**EXCERTO DO DOCUMENTO:**
+===+
É interessante porque nós publicámos a nossa história no despertar da era da internet, não havia redes sociais, mas o artigo estava a ser enviado por email para todo o mundo. Também foi muito importante termos publicado online os documentos internos da Igreja em que se baseava a nossa história para que as pessoas pudessem ler os nossos textos que eram bastante chocantes e também os documentos da Igreja que descrevíamos para verem por elas próprias que era tudo verdade e que não se tratava de uma loucura do Globe. A história tornou-se viral ainda antes de haver redes sociais porque era enviada por email para todo o lado.
Coube ao Michael escrever a primeira reportagem publicada no Globe sobre o tema, em janeiro de 2002. Como é que foi sentar-se para escrever um artigo como este?
Foi um pouco louco… Escrevi um rascunho, passei-o aos meus colegas de equipa para eles sugerirem alterações, depois passei-o ao Ben Bradlee Jr. e ele também fez algumas sugestões. A seguir dei-o ao Marty Baron, no filme ele aparece a editar o texto. Quando ele começa a riscar os adjetivos do texto, foi mesmo assim. [risos] É uma dramatização ele estar a editar o texto com uma data de pessoas à volta, na realidade eu entreguei-lhe o texto e ele editou-o sozinho no gabinete, mas devolveu-o com muitos adjetivos eliminados. O processo de edição tem de ser muito cuidadoso. É muito intenso porque não podemos cometer erros. Tudo tem de estar certo, não podemos cometer um único erro.
Quais são as características essenciais de um jornalista de investigação?
+===+
**DADOS FORNECIDOS:**
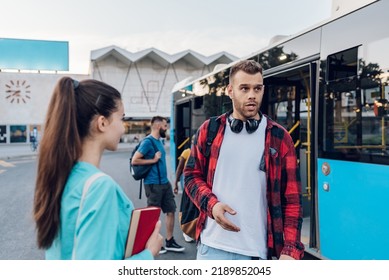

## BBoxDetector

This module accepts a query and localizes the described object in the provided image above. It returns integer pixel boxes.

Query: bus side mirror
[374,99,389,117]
+===+
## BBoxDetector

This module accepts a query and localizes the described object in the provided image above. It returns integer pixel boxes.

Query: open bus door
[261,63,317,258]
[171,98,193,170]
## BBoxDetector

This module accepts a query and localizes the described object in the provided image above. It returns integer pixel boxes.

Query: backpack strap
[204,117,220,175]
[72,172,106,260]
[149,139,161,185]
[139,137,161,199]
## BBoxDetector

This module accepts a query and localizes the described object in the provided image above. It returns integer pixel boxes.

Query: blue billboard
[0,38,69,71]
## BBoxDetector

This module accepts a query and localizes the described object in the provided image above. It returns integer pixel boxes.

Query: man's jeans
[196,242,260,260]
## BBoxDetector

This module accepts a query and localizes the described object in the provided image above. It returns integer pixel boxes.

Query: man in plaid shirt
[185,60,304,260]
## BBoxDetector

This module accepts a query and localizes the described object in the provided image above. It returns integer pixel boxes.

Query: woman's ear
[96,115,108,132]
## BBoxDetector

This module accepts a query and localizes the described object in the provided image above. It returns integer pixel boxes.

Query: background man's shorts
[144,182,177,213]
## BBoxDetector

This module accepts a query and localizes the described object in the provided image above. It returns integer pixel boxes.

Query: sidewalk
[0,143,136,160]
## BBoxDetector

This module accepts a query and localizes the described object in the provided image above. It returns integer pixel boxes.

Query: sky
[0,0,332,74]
+===+
**ENUNCIADO DA TAREFA:**
Indique se cada afirmação concorda com a entrevista sobre a reportagem do Globe, respondendo sim ou não e citando as palavras do texto que o decidem.
1. A história espalhou-se por email numa altura em que ainda não existiam redes sociais.
2. Marty Baron editou o texto rodeado de várias pessoas.
3. A primeira reportagem do Globe sobre o tema saiu em janeiro de 2002.

**RESOLUÇÃO ESCRITA:**
1. Sim: «A história tornou-se viral ainda antes de haver redes sociais porque era enviada por email para todo o lado.»
2. Não: «na realidade eu entreguei-lhe o texto e ele editou-o sozinho no gabinete»
3. Sim: «Coube ao Michael escrever a primeira reportagem publicada no Globe sobre o tema, em janeiro de 2002.»